### WHAT TO PRODUCE
Write out the entries again, from the line with "Every instance of the street" through the end of the entries, keeping every line. Shift each answer point by adding 74 to both of its coordinates, and leave the sample points in the "formatted like" lines unchanged.

### RECORDS PROVIDED
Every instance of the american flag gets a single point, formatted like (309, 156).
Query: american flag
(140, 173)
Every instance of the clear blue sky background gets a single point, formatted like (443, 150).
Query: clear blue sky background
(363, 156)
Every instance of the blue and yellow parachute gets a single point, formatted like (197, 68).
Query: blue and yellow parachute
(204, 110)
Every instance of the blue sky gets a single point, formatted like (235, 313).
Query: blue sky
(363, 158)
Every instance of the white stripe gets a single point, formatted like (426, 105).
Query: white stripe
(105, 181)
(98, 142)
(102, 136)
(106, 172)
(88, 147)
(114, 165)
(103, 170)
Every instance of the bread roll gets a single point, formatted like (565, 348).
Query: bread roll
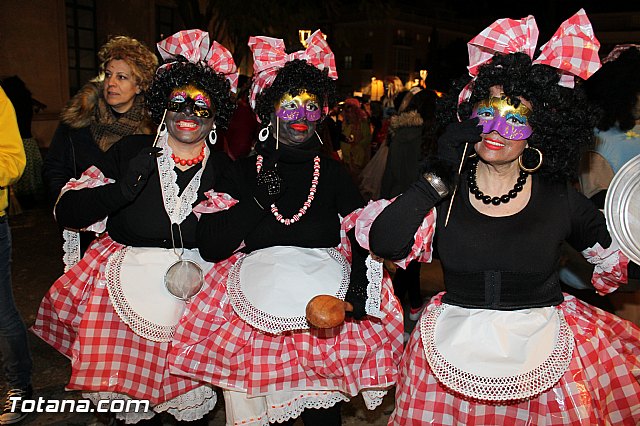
(325, 311)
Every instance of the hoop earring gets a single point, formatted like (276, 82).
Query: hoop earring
(162, 129)
(263, 135)
(523, 168)
(213, 136)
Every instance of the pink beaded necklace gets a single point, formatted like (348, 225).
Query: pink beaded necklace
(307, 204)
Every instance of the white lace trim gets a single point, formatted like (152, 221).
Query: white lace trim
(70, 248)
(374, 288)
(189, 406)
(373, 398)
(497, 389)
(265, 321)
(178, 208)
(138, 324)
(293, 408)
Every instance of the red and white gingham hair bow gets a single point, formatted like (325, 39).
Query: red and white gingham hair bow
(573, 49)
(269, 56)
(195, 46)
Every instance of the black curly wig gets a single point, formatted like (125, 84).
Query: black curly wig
(562, 119)
(180, 73)
(615, 88)
(295, 77)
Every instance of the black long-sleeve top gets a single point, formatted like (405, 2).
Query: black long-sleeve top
(144, 221)
(220, 234)
(495, 262)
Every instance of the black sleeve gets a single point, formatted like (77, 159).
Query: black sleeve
(357, 292)
(57, 167)
(220, 234)
(348, 197)
(588, 225)
(391, 235)
(78, 209)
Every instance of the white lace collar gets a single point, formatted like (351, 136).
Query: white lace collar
(178, 208)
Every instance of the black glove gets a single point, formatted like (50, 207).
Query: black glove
(357, 292)
(451, 143)
(141, 167)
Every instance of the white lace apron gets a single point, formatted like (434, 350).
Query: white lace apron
(270, 288)
(135, 281)
(135, 275)
(496, 356)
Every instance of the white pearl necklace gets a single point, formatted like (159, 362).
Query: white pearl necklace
(307, 204)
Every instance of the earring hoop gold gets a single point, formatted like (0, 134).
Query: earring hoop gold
(523, 168)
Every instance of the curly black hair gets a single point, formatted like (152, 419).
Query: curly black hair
(295, 77)
(615, 88)
(180, 73)
(562, 119)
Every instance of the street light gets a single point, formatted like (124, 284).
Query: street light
(303, 35)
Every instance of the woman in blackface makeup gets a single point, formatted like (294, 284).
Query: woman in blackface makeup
(286, 237)
(114, 312)
(503, 344)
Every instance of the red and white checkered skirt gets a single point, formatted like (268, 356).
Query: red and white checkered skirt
(212, 343)
(77, 318)
(601, 385)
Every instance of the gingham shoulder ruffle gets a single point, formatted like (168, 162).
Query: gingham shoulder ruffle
(91, 178)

### COMPLETED TASK
Every instance of the street light gets a single point, formatted like (124, 284).
Query: street light
(377, 109)
Every instance of the woman in blackface makeup gets a single point, formatted like (294, 284).
Query: woman in blackface makeup
(360, 311)
(188, 386)
(577, 418)
Every instance of the red and white checkered skirt gets a single point, formatted like (268, 356).
Query: red and white checkered skirt
(286, 417)
(151, 392)
(675, 459)
Every instance of the gingham shoulder ruffle gets a single point, formatted like (168, 162).
Query: gingham shoulder ruffle
(165, 252)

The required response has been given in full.